## DIRECTIONS
Each entry below is to be copied verbatim, with no line missing.

[Records from a dataset]

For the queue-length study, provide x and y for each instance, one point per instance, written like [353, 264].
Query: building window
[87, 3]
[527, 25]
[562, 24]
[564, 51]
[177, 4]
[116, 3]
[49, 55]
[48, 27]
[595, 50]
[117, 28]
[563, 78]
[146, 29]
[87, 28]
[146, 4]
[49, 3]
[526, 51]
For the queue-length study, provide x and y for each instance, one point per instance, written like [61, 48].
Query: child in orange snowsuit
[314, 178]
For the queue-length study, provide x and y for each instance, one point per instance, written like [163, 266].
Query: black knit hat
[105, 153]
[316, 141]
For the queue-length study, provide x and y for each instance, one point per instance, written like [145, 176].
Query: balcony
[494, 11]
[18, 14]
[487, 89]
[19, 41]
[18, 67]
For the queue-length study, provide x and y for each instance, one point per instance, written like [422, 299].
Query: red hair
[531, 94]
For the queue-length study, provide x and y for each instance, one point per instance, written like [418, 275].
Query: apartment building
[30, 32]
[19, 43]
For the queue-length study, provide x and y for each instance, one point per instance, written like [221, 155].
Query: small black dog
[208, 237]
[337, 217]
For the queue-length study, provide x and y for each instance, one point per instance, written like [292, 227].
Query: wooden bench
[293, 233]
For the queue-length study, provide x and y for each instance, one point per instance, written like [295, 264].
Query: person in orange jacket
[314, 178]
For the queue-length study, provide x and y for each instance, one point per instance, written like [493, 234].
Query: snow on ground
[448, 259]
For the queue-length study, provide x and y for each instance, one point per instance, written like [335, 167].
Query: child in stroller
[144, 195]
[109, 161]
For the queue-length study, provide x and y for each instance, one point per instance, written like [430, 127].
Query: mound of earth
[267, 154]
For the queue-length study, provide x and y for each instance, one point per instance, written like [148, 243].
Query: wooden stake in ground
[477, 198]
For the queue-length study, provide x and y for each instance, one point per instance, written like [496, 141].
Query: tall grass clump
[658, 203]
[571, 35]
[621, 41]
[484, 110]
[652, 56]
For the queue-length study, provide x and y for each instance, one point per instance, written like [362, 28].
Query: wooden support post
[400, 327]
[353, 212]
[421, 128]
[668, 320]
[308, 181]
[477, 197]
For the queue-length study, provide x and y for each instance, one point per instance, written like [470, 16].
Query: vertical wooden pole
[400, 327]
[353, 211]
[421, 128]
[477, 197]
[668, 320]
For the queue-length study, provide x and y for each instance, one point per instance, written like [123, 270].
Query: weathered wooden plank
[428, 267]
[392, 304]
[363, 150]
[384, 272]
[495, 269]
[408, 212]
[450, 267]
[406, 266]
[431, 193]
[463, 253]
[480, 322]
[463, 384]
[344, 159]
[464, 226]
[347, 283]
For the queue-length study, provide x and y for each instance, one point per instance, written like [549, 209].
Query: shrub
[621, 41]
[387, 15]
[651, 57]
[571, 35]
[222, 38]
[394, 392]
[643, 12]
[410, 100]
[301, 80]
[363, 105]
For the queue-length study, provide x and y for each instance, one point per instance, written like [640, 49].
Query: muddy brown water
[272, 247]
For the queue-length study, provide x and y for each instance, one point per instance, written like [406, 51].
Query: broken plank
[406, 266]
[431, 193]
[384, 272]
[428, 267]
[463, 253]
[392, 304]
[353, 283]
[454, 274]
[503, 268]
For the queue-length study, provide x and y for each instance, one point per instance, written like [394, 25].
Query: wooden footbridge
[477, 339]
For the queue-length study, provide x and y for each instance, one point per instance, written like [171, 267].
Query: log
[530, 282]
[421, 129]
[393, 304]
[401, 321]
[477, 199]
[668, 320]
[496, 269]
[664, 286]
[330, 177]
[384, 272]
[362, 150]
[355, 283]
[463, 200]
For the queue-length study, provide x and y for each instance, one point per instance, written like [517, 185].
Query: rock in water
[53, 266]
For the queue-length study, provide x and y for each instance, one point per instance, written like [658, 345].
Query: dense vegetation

## RESPONSE FOR THIS EXERCISE
For the queue-length study, provide x and y for each instance, one point per instance, written like [353, 264].
Query: building window
[87, 3]
[527, 25]
[562, 24]
[564, 51]
[177, 4]
[116, 3]
[49, 55]
[48, 27]
[595, 50]
[117, 28]
[563, 78]
[146, 29]
[87, 28]
[146, 4]
[49, 3]
[526, 51]
For the queue-length study, provide x and y for each instance, one point per instance, written like [61, 48].
Query: child in orange snowsuit
[314, 178]
For the queue-length study, provide x and y for each instance, one point per instance, written like [163, 266].
Query: black knit hat
[105, 153]
[316, 141]
For the queue-length study, provide x and y for each instance, one point per instance, written like [145, 176].
Query: balcony
[494, 11]
[18, 14]
[487, 89]
[19, 41]
[18, 67]
For the queue-length study, provide x and y for each instance, one point per instance, written like [422, 299].
Query: red hair
[531, 94]
For the queue-length study, provide x and y for each instance, one point per instance, written like [418, 275].
Query: apartment building
[30, 32]
[19, 43]
For the queue-length study, provide x and y for each instance, one point per instance, written like [221, 155].
Query: small black dog
[208, 237]
[337, 217]
For the queue-length study, provide x and y for each instance, one point per instance, written like [292, 227].
Query: wooden bench
[293, 233]
For the queue-length study, provide x and y for each instance, one point per instance, written like [295, 264].
Query: person in orange jacket
[314, 178]
For the queue-length study, provide x and y for each instance, one point per instance, written like [493, 234].
Query: snow on ground
[448, 259]
For the queue-length study, provide x and y for each instance, one point per instance, written like [335, 167].
Query: child in stroller
[144, 195]
[109, 161]
For the queue-length study, provide x and y for each instance, one point per instance, written like [430, 127].
Query: mound of earth
[267, 154]
For the queue-length study, provide x and y for each instance, one point per instance, written like [148, 243].
Query: wooden stake in ground
[477, 198]
For the queue-length study, provide x and y for each instance, one point per instance, written like [496, 141].
Query: tall grass clump
[658, 203]
[571, 35]
[621, 41]
[484, 110]
[652, 56]
For the queue-length study, provide x and y for each instance, one point per instance, written like [362, 28].
Query: wooden support post
[400, 327]
[353, 212]
[421, 128]
[668, 320]
[308, 181]
[477, 197]
For the queue-length study, provide x and y for each instance, one point per instance, written like [470, 16].
Query: vertical wooden pole
[400, 327]
[353, 211]
[421, 128]
[477, 197]
[668, 320]
For the queue-length study, provide x and y for each instance, one point per instance, written like [123, 270].
Query: weathered wooden plank
[428, 267]
[392, 304]
[363, 150]
[384, 272]
[495, 269]
[408, 212]
[450, 267]
[406, 266]
[431, 193]
[463, 253]
[480, 322]
[463, 384]
[344, 159]
[464, 226]
[347, 283]
For the queue-length study, provide x and y for each instance, one point per instance, written like [549, 209].
Query: shrub
[621, 41]
[387, 15]
[651, 57]
[571, 35]
[222, 38]
[394, 392]
[643, 12]
[410, 100]
[301, 80]
[363, 105]
For the queue-length study, provide x and y for each instance, one point per instance, written like [640, 49].
Query: muddy brown water
[272, 247]
For the queue-length study, provide x and y for each instance, one point per instance, written like [406, 51].
Query: broken plank
[406, 266]
[431, 193]
[384, 272]
[428, 267]
[463, 253]
[392, 304]
[353, 283]
[454, 274]
[503, 268]
For the queue-length study, provide x and y for each instance, one point per instance, written like [394, 25].
Query: wooden footbridge
[477, 339]
For the queue-length study, provide x and y for each instance, one point per instance, written like [171, 267].
Query: log
[530, 282]
[421, 129]
[393, 304]
[401, 321]
[477, 199]
[668, 320]
[496, 269]
[664, 286]
[330, 177]
[384, 272]
[362, 150]
[355, 283]
[463, 200]
For the queue-length study, provide x and y for each instance, one point per instance, written like [517, 185].
Query: rock in water
[53, 266]
For the queue-length study, provide x and y for each instance, one point per instance, written like [658, 345].
Query: dense vegetation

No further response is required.